Stated task:
Can you carry on the essay below comparing the influence of the state and federal governments, starting right after its last sentence?

───── Excerpt

FEDERALIST No. 46



The Influence of the State and Federal Governments Compared

From the New York Packet.

Tuesday, January 29, 1788. 



MADISON



To the People of the State of New York:



RESUMING the subject of the last paper, I proceed to inquire whether the

federal government or the State governments will have the advantage with

regard to the predilection and support of the people. Notwithstanding

the different modes in which they are appointed, we must consider both

of them as substantially dependent on the great body of the citizens of

the United States. I assume this position here as it respects the first,

reserving the proofs for another place. The federal and State

governments are in fact but different agents and trustees of the people,

constituted with different powers, and designed for different purposes.

The adversaries of the Constitution seem to have lost sight of the

people altogether in their reasonings on this subject; and to have

viewed these different establishments, not only as mutual rivals and

enemies, but as uncontrolled by any common superior in their efforts to

usurp the authorities of each other. These gentlemen must here be

reminded of their error. They must be told that the ultimate authority,

wherever the derivative may be found, resides in the people alone, and

that it will not depend merely on the comparative ambition or address of

the different governments, whether either, or which of them, will be

able to enlarge its sphere of jurisdiction at the expense of the other.

Truth, no less than decency, requires that the event in every case

should be supposed to depend on the sentiments and sanction of their

common constituents.



Many considerations, besides those suggested on a former occasion, seem

to place it beyond doubt that the first and most natural attachment of

the people will be to the governments of their respective States. Into

the administration of these a greater number of individuals will expect

to rise. From the gift of these a greater number of offices and

emoluments will flow. By the superintending care of these, all the more

domestic and personal interests of the people will be regulated and

provided for. With the affairs of these, the people will be more

familiarly and minutely conversant. And with the members of these, will

a greater proportion of the people have the ties of personal

acquaintance and friendship, and of family and party attachments; on the

side of these, therefore, the popular bias may well be expected most

strongly to incline.

──────────
───── Material

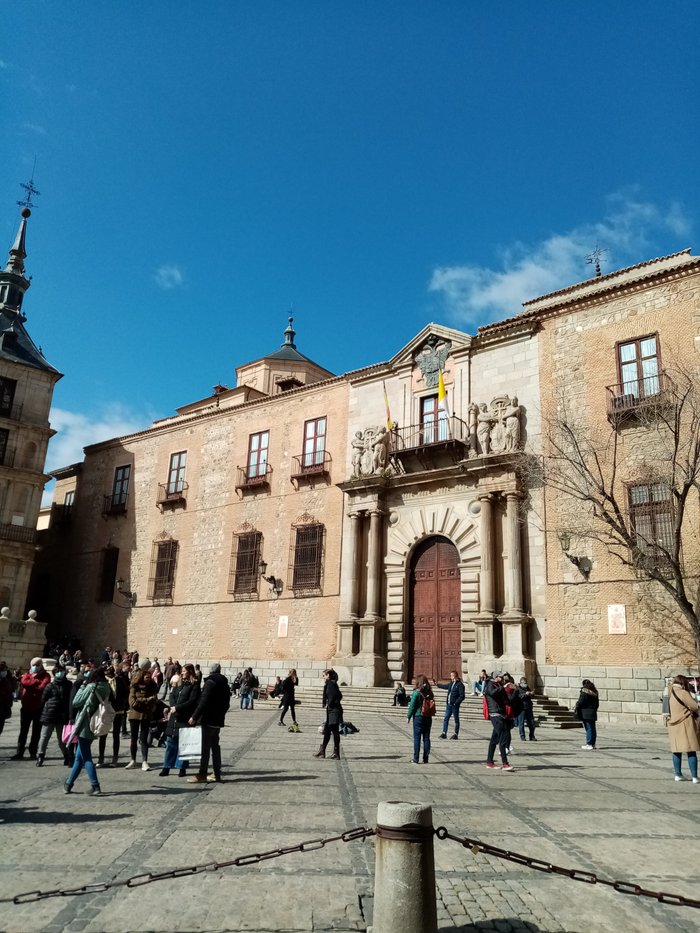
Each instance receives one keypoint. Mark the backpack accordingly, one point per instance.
(102, 719)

──────────

The result:
Experience speaks the same language in this case. The federal

administration, though hitherto very defective in comparison with what

may be hoped under a better system, had, during the war, and

particularly whilst the independent fund of paper emissions was in

credit, an activity and importance as great as it can well have in any

future circumstances whatever. It was engaged, too, in a course of

measures which had for their object the protection of everything that

was dear, and the acquisition of everything that could be desirable to

the people at large. It was, nevertheless, invariably found, after the

transient enthusiasm for the early Congresses was over, that the

attention and attachment of the people were turned anew to their own

particular governments; that the federal council was at no time the idol

of popular favor; and that opposition to proposed enlargements of its

powers and importance was the side usually taken by the men who wished

to build their political consequence on the prepossessions of their

fellow-citizens.



If, therefore, as has been elsewhere remarked, the people should in

future become more partial to the federal than to the State governments,

the change can only result from such manifest and irresistible proofs of

a better administration, as will overcome all their antecedent

propensities. And in that case, the people ought not surely to be

precluded from giving most of their confidence where they may discover

it to be most due; but even in that case the State governments could

have little to apprehend, because it is only within a certain sphere

that the federal power can, in the nature of things, be advantageously

administered.



The remaining points on which I propose to compare the federal and State

governments, are the disposition and the faculty they may respectively

possess, to resist and frustrate the measures of each other.



It has been already proved that the members of the federal will be more

dependent on the members of the State governments, than the latter will

be on the former. It has appeared also, that the prepossessions of the

people, on whom both will depend, will be more on the side of the State

governments, than of the federal government. So far as the disposition

of each towards the other may be influenced by these causes, the State

governments must clearly have the advantage. But in a distinct and very

important point of view, the advantage will lie on the same side. The

prepossessions, which the members themselves will carry into the federal

government, will generally be favorable to the States; whilst it will

rarely happen, that the members of the State governments will carry into

the public councils a bias in favor of the general government. A local

spirit will infallibly prevail much more in the members of Congress,

than a national spirit will prevail in the legislatures of the

particular States. Every one knows that a great proportion of the errors

committed by the State legislatures proceeds from the disposition of the

members to sacrifice the comprehensive and permanent interest of the

State, to the particular and separate views of the counties or districts

in which they reside. And if they do not sufficiently enlarge their

policy to embrace the collective welfare of their particular State, how

can it be imagined that they will make the aggregate prosperity of the

Union, and the dignity and respectability of its government, the objects

of their affections and consultations? For the same reason that the

members of the State legislatures will be unlikely to attach themselves

sufficiently to national objects, the members of the federal legislature

will be likely to attach themselves too much to local objects. The

States will be to the latter what counties and towns are to the former.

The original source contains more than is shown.